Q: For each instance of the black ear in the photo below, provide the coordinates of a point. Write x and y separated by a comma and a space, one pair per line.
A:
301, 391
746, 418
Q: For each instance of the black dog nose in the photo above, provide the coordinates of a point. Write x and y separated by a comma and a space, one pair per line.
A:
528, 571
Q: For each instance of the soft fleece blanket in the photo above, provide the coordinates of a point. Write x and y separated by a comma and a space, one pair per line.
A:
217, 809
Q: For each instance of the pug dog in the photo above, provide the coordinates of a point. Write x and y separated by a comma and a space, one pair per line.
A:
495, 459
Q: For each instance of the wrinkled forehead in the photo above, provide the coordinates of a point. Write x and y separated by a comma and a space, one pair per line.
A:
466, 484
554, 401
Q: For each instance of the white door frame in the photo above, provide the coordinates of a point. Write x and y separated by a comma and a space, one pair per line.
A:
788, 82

########

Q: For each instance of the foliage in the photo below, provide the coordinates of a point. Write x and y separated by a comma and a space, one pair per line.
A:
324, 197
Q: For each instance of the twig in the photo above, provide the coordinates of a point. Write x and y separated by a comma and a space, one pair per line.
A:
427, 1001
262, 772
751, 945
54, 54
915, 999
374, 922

########

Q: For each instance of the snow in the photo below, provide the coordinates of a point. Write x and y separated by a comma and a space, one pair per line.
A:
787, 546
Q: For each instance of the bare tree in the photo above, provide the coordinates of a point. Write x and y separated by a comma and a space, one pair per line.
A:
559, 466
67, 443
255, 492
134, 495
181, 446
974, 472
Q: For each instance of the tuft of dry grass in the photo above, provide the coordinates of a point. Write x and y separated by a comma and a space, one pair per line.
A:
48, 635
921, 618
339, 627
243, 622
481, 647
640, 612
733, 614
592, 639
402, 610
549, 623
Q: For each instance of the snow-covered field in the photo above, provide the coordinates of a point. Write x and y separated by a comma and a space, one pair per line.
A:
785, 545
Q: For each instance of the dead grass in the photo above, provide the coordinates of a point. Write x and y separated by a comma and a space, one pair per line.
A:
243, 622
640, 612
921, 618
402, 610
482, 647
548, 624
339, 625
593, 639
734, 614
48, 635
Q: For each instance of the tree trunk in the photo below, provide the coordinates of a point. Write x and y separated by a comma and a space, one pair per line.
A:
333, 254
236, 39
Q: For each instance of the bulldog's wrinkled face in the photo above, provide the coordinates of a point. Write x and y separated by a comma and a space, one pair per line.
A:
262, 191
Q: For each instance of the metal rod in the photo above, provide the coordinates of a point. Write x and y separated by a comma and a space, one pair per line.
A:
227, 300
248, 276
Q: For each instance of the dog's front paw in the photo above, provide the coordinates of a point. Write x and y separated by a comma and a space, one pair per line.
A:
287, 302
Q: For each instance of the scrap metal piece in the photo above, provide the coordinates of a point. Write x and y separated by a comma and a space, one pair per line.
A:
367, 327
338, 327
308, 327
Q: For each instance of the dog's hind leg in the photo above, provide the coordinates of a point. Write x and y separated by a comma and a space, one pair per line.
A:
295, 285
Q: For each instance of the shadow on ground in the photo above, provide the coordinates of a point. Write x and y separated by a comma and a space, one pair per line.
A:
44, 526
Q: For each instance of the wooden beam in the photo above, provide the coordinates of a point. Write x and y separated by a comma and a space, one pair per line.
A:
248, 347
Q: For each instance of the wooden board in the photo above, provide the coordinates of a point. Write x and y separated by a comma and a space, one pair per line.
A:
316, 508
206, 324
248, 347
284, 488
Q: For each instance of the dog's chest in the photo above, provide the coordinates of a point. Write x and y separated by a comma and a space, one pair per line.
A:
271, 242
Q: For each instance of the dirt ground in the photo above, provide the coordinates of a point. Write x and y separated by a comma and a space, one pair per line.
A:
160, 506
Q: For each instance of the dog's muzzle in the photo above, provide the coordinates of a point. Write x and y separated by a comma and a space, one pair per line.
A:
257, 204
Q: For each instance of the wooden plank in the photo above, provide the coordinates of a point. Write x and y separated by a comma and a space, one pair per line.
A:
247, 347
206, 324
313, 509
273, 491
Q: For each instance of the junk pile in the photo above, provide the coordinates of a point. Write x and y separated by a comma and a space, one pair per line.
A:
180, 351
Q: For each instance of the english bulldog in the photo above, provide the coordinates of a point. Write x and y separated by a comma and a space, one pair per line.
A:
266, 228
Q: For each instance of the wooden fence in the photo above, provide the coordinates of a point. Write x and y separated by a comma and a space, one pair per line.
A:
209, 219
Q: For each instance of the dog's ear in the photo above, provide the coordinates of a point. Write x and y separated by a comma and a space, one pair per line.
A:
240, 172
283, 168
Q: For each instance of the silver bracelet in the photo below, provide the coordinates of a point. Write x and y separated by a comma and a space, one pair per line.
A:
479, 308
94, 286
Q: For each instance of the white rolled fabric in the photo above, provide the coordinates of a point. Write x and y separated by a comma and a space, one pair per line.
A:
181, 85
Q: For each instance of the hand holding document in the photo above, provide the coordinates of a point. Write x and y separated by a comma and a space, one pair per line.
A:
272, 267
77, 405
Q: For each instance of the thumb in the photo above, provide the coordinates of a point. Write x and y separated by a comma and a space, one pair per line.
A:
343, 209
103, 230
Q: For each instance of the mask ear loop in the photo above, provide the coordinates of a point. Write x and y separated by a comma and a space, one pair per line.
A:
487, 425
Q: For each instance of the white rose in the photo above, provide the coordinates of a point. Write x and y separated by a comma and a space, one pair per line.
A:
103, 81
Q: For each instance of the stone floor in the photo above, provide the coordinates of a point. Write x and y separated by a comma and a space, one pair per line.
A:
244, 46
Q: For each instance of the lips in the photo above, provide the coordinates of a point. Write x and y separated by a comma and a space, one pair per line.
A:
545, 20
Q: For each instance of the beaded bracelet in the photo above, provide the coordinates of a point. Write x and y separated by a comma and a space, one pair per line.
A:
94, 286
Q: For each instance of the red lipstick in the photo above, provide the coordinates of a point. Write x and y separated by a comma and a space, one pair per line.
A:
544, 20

########

### Exercise goal
Find every line in the listing that holds the string "grass", then say how many there are as a bare number.

### The completed task
2